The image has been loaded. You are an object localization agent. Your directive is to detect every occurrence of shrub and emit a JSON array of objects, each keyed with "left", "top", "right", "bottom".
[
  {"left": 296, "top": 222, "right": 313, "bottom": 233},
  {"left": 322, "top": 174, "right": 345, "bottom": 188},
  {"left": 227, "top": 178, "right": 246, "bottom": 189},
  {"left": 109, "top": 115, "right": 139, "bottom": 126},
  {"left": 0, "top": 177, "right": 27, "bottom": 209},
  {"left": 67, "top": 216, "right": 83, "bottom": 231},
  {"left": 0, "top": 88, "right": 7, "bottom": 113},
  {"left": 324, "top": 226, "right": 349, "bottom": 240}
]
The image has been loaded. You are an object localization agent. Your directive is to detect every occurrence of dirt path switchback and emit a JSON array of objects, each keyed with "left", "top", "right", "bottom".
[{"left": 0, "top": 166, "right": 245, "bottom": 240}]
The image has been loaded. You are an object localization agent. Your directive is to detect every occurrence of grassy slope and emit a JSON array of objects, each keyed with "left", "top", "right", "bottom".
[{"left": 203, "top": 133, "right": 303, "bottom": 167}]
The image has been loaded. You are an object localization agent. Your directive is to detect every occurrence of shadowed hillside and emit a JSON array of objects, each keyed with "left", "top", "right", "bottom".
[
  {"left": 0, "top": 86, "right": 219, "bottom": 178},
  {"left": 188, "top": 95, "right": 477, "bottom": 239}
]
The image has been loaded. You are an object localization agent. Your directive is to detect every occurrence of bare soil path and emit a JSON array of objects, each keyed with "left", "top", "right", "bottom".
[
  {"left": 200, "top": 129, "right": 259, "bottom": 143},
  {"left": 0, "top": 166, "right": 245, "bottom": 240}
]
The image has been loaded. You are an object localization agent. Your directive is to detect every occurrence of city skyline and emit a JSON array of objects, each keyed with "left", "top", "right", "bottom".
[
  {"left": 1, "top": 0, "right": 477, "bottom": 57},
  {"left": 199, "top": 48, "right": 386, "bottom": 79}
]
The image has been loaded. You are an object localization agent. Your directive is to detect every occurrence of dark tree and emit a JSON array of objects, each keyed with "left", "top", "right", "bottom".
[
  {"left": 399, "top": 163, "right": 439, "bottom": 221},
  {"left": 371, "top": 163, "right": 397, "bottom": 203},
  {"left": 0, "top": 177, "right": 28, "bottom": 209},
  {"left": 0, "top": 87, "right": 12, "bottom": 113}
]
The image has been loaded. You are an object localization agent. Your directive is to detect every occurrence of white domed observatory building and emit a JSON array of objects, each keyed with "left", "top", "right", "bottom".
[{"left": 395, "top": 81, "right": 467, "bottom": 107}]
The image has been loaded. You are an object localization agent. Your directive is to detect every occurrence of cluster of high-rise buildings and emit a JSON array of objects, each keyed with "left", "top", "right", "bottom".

> [Instructions for the task] Since the material above must be kept intact, output it exactly as it is.

> [Solution for this task]
The image has been loaded. You are an object localization agent. Your directive is to detect every occurrence of shrub and emit a JSON array of objects, each keyed with "left", "top", "right", "bottom".
[
  {"left": 296, "top": 222, "right": 313, "bottom": 233},
  {"left": 322, "top": 174, "right": 345, "bottom": 188},
  {"left": 227, "top": 178, "right": 246, "bottom": 189},
  {"left": 109, "top": 115, "right": 139, "bottom": 126},
  {"left": 0, "top": 177, "right": 27, "bottom": 209},
  {"left": 67, "top": 216, "right": 83, "bottom": 231},
  {"left": 0, "top": 88, "right": 7, "bottom": 113},
  {"left": 324, "top": 226, "right": 349, "bottom": 240}
]
The image has been loaded. You are an object localization agent. Your directive is to detect every occurrence of dirt path switchback and emit a JSON array of objects, each keyed with "left", "top", "right", "bottom".
[{"left": 0, "top": 166, "right": 245, "bottom": 240}]
The image has been loaded. You are an object localization agent. Your directive is to detect every occurrence of grassy slope and emit a JSON array of objects, each keyed with "left", "top", "right", "bottom".
[{"left": 203, "top": 133, "right": 303, "bottom": 167}]
The image has been loaded. You are an object localization agent. Your directive is to detect every occurrence of shadowed hillside and emit a JSON array of objects, each keyed with "left", "top", "right", "bottom".
[
  {"left": 0, "top": 86, "right": 219, "bottom": 178},
  {"left": 188, "top": 95, "right": 477, "bottom": 239}
]
The image has been loaded. You are an object localization agent. Your directive is to detect every occurrence of bare soil path and emit a JSON array of objects, each keyed with "left", "top", "right", "bottom".
[
  {"left": 200, "top": 129, "right": 259, "bottom": 143},
  {"left": 0, "top": 166, "right": 245, "bottom": 240}
]
The image has been loaded. You are an object localization agent. Your directive is to detect every occurrence of city skyline and emit a JSON array of objects, each keyed with "left", "top", "right", "bottom".
[
  {"left": 1, "top": 0, "right": 477, "bottom": 57},
  {"left": 199, "top": 48, "right": 386, "bottom": 79}
]
The image has been loaded. You are an object localization agent. Your directive is to detect every occurrence of dark tree and emit a JSON array of objects, each keyed with "left", "top", "right", "bottom".
[
  {"left": 399, "top": 163, "right": 439, "bottom": 221},
  {"left": 371, "top": 163, "right": 397, "bottom": 203},
  {"left": 0, "top": 177, "right": 28, "bottom": 209},
  {"left": 0, "top": 87, "right": 12, "bottom": 113}
]
The image has been loaded. You are an object localization agent. Your directive is to detect every occurrence of white domed observatory building and emit a JSON array of objects, each keyed with "left", "top", "right", "bottom".
[{"left": 395, "top": 81, "right": 467, "bottom": 107}]
The image has been loaded. You are an object localization agent. Your directive is to detect every occurrence of cluster of high-rise buildings and emit a JSON array of objects, each keyed with "left", "top", "right", "bottom".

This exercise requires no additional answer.